__Exercise directions__. Please transcribe word for word the part of the records that opens with the line containing "Identify the cookie lying" and runs through the last line of the records.

__Working data__.
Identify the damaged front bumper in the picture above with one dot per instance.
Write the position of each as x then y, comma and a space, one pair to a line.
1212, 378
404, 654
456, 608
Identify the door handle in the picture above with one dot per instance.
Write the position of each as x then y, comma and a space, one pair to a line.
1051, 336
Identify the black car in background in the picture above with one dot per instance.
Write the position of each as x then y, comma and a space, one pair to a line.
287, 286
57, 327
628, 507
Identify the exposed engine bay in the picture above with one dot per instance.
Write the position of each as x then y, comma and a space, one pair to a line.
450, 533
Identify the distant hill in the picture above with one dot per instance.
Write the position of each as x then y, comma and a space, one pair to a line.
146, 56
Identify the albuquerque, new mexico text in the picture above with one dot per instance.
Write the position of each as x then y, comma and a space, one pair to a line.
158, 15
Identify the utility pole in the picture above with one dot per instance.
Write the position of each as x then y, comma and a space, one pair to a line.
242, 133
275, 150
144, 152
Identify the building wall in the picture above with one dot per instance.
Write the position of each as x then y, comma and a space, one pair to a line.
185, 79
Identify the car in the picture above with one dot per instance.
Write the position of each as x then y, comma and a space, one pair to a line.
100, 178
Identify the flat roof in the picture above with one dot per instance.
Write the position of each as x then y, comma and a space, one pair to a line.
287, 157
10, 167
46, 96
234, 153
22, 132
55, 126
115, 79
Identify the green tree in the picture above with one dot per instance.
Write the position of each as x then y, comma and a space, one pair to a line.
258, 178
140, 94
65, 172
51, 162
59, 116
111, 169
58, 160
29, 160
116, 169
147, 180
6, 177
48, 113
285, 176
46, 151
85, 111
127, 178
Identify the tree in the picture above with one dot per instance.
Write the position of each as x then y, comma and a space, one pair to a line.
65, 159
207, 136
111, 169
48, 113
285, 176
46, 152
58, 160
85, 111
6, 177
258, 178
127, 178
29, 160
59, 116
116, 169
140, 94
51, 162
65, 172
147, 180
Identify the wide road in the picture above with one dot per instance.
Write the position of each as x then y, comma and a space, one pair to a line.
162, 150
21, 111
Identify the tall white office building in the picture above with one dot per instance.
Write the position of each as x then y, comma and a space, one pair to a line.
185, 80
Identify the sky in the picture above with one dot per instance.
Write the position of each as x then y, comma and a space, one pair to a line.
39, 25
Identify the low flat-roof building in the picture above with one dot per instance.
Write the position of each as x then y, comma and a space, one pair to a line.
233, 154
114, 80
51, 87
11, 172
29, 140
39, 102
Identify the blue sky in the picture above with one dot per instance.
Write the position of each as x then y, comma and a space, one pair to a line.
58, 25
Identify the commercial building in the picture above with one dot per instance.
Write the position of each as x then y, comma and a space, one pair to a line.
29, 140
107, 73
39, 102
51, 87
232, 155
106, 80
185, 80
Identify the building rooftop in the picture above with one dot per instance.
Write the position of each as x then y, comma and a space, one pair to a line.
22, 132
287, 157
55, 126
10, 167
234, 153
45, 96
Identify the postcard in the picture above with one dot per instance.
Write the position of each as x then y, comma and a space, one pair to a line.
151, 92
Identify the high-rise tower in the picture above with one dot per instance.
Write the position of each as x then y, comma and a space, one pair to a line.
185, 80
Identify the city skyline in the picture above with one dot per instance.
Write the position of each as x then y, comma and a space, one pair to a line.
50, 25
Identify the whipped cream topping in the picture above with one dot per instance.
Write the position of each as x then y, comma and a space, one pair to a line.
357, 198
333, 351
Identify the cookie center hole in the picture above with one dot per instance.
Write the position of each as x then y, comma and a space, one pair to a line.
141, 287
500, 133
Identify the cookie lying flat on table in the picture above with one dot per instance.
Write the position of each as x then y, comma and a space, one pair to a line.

__Reply__.
Identify the cookie lying flat on table in the picture above with one dot per instance.
Write the position of each as x then y, comma and a space, one pair to a line.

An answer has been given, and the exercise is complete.